======== Quoted passage
/beam-portable-spark

Primary LanguagePythonApache License 2.0Apache-2.0

Apache Beam PortableRunner using Python SDK on Apache Spark

Particularly when running on Mac or Windows, it can be challenging to get Beam's PortableRunner to work. Communication with the SDK harness is expected to be done via localhost, requiring support for Docker's host network. Unfortunately, the host network isn't available on Docker for Mac or Windows.

This repo contains a docker-compose file to showcase how to use the Beam's portability framework with Apache Spark and a Python worker pool on Docker (on a Mac / Windows) for testing purposes.

Prerequisites

Until the Beam issue #21092 is released, you have to build the image for the Spark job-server yourself.

git clone git@github.com:apache/beam.git
cd beam
./gradlew :runners:spark:3:job-server:container:docker

Run job in docker

To start the entire stack including the sample wordcount job, run:

docker-compose up

Run job from CLI

Alternatively you can also start the Spark job-server including necessary dependencies:

docker-compose up -d beam-job-server 

And then submit a job from your local shell:

python wordcount.py --runner=PortableRunner --job_endpoint=localhost:8099 --artifact_endpoint=localhost:8098 --environment_type=EXTERNAL --environment_config=pysdk:50000 --output=/tmp/result

In case you have to setup a Python environment for Beam first, you can use conda to do so:

# conda config --add channels conda-forge
conda create -n beamjob-py38 python=3.8 "apache-beam[gcp]=2.41.0"
================
▸ **Exercise details**: In the README on running Beam's PortableRunner on Spark, which Beam issue must be released before you no longer need to build the Spark job-server image yourself?
======== Data records
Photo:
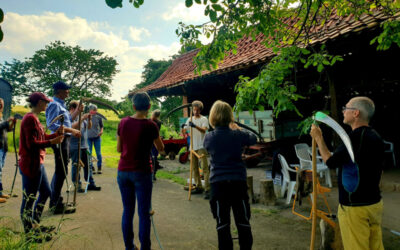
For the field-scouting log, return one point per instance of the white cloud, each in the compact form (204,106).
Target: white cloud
(137,33)
(25,34)
(184,14)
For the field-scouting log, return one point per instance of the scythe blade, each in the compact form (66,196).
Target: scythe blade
(178,108)
(321,117)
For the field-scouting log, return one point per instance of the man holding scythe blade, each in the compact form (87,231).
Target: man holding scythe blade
(56,108)
(360,202)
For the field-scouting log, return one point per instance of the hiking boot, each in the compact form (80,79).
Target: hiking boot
(94,188)
(59,209)
(206,195)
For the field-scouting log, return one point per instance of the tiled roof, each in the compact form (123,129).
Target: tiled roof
(251,52)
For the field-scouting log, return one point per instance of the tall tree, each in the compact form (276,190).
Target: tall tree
(89,72)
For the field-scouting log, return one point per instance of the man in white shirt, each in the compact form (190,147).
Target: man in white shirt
(200,127)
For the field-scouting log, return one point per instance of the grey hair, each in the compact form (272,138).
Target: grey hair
(92,107)
(156,113)
(365,105)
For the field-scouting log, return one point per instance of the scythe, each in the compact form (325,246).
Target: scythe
(321,117)
(16,116)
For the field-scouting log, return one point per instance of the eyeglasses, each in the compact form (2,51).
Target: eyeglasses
(344,108)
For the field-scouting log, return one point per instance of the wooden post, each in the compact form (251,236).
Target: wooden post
(250,189)
(191,155)
(314,194)
(267,194)
(78,163)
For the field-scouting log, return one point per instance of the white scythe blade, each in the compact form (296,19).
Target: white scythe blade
(321,117)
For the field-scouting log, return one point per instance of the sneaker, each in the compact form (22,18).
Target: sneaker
(5,196)
(94,188)
(59,209)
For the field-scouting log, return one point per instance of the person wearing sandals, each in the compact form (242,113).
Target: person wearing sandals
(135,136)
(32,144)
(228,176)
(94,137)
(5,126)
(360,202)
(86,122)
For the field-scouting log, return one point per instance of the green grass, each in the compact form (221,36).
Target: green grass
(170,176)
(11,240)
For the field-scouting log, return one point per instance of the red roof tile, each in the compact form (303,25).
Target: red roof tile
(251,52)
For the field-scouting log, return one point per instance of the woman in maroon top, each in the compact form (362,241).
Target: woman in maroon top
================
▸ **Response to this task**: Beam issue #21092.